◆ Material for this task:

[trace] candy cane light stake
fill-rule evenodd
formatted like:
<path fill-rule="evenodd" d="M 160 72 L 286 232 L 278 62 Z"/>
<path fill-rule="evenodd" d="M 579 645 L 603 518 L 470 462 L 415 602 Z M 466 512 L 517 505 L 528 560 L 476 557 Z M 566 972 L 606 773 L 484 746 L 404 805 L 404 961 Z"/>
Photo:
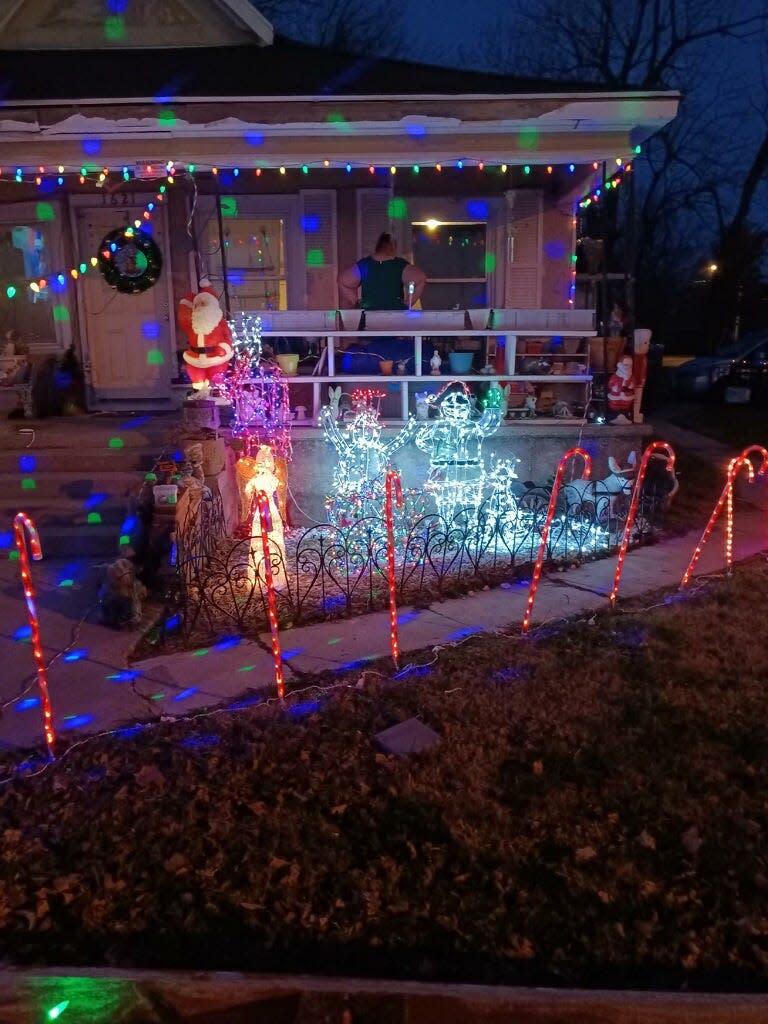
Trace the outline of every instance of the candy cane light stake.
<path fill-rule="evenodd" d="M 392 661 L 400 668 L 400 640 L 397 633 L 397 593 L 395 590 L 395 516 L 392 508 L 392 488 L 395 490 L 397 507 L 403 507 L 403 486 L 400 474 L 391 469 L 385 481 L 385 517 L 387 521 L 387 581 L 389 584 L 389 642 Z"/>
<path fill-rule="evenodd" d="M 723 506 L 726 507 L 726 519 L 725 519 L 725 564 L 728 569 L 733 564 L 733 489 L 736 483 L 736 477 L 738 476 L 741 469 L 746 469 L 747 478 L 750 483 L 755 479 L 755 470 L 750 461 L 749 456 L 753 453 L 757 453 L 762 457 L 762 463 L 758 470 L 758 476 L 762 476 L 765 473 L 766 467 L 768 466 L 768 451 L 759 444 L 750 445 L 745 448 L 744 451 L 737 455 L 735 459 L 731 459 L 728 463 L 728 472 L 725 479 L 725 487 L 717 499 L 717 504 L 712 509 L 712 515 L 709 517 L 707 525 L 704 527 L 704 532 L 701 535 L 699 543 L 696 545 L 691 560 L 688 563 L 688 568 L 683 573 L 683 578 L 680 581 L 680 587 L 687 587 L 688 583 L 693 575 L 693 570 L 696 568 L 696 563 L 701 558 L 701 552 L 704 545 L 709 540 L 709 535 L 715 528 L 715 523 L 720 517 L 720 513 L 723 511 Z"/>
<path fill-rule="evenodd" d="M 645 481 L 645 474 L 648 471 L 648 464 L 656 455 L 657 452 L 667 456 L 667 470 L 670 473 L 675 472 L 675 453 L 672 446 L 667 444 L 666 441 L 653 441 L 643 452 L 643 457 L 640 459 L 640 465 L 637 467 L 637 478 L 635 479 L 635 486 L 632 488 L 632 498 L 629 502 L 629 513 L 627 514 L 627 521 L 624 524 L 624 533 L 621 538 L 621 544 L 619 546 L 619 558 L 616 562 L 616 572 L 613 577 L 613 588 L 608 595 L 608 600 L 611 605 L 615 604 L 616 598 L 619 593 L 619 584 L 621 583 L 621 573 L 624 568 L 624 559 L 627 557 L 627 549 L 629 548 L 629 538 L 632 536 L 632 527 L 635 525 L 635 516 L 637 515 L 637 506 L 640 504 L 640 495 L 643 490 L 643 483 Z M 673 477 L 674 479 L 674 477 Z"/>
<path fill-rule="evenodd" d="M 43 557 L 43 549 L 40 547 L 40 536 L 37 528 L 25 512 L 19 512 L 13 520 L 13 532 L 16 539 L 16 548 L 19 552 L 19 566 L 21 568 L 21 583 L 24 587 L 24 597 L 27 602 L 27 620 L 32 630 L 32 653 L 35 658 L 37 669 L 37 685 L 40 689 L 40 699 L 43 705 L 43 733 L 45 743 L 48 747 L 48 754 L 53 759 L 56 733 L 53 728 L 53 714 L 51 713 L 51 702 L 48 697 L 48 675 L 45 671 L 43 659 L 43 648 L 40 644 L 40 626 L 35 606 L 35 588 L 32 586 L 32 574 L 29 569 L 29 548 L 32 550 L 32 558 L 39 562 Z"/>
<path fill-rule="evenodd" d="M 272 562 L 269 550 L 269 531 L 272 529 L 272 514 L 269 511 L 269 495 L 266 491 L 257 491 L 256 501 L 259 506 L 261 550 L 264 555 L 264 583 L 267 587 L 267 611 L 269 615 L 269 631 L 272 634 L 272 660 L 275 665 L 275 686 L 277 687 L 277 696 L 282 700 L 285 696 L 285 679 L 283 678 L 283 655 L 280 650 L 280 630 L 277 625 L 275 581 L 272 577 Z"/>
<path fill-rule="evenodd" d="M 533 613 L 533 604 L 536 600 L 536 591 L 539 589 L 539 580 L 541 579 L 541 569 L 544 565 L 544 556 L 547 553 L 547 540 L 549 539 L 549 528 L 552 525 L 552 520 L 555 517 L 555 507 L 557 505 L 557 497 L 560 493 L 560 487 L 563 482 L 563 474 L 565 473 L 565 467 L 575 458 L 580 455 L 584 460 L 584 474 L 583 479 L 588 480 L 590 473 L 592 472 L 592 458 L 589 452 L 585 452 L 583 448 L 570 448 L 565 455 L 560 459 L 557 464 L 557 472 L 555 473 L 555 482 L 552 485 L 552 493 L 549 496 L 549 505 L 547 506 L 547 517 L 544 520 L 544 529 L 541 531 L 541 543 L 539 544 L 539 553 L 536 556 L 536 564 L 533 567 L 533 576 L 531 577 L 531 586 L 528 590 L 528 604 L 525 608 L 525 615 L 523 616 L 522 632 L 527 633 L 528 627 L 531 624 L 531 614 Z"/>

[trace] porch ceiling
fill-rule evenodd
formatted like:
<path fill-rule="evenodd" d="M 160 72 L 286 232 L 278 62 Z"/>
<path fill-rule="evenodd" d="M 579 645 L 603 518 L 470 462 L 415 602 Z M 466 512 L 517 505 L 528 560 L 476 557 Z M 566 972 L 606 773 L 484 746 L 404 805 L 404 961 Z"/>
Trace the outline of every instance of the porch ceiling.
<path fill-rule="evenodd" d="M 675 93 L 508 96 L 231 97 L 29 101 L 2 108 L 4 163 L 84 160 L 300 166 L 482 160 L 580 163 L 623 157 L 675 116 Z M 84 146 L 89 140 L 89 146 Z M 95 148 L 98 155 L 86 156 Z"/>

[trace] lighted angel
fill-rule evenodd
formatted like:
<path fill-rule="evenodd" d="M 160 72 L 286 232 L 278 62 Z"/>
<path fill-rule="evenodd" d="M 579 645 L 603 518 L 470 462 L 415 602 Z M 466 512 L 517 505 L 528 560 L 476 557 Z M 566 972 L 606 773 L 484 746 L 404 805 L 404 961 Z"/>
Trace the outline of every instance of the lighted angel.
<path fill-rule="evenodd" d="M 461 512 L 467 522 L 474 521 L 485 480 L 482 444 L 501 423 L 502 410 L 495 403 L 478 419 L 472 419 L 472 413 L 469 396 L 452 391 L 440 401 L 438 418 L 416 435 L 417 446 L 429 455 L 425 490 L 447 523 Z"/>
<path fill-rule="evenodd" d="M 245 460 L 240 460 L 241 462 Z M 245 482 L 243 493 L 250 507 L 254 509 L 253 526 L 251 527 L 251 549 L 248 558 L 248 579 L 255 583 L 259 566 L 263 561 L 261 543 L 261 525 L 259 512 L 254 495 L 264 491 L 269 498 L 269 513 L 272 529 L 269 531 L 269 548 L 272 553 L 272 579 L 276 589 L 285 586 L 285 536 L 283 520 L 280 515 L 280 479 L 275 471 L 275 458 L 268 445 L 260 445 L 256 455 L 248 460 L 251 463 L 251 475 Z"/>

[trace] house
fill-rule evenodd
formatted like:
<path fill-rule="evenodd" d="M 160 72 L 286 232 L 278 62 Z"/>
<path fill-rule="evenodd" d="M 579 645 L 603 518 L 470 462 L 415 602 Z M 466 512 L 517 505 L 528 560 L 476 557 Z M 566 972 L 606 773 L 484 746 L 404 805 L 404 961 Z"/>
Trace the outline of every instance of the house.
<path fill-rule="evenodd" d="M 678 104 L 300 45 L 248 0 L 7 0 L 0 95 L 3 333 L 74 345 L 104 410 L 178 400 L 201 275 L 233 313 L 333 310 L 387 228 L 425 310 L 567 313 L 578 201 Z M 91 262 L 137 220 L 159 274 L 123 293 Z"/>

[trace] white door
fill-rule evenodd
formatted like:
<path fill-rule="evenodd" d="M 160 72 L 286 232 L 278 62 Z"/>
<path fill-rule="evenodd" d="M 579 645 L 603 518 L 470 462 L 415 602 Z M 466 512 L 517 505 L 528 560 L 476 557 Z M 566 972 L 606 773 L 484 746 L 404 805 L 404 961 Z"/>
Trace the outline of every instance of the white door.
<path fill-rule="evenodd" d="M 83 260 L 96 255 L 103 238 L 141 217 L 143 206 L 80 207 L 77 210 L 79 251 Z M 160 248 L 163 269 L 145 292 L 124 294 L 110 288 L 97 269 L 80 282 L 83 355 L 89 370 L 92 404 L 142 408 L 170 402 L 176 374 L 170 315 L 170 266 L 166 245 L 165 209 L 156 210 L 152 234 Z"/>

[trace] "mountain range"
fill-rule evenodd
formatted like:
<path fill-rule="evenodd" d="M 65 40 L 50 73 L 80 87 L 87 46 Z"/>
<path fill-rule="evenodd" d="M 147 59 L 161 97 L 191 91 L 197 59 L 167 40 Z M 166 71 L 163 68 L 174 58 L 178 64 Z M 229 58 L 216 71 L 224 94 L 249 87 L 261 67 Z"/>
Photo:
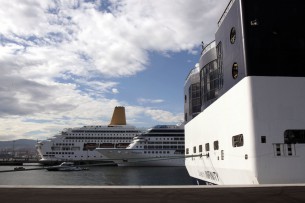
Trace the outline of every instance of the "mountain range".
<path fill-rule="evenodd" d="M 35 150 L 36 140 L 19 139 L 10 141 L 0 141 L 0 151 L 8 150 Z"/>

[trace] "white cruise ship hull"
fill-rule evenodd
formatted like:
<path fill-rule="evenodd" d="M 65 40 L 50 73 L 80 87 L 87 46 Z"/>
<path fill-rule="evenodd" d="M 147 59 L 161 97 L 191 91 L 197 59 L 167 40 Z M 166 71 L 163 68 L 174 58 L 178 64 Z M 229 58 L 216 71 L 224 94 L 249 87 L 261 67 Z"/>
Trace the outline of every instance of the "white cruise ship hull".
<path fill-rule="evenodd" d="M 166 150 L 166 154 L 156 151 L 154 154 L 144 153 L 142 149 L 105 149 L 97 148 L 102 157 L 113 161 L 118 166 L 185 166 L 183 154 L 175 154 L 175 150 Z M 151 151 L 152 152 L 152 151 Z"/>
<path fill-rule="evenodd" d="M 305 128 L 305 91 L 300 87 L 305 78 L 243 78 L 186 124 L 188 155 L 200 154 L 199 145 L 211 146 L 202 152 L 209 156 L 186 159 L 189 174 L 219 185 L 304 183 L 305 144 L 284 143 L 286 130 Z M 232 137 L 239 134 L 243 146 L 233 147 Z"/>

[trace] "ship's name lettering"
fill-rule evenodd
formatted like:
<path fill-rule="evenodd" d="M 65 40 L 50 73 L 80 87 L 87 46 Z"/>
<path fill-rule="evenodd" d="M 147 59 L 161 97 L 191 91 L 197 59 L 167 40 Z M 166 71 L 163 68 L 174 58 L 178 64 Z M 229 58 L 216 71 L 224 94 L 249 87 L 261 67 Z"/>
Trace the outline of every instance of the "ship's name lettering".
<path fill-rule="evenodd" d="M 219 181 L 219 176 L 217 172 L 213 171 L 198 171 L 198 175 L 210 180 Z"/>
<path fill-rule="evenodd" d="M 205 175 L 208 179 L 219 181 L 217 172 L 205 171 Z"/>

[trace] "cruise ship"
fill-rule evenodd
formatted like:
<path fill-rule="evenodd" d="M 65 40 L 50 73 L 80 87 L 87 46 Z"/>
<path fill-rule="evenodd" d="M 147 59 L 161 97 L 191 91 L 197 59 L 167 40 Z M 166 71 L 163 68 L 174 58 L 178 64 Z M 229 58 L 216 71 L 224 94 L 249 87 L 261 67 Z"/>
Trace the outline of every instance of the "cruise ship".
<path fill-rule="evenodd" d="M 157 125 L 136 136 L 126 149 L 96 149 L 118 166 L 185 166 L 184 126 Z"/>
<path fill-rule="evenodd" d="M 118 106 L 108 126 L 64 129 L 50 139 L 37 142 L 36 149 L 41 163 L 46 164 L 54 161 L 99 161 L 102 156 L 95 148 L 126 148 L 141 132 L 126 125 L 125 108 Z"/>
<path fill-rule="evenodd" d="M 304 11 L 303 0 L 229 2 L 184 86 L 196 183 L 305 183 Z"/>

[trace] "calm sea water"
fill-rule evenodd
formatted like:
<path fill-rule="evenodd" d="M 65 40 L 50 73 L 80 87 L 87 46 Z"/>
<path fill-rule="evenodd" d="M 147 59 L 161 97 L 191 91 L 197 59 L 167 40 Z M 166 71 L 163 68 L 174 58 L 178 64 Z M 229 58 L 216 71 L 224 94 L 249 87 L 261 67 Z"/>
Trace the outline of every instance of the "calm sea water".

◆ Your objective: In the data, how many lines hold the word "calm"? State that number alone.

◆ Result of this task: 2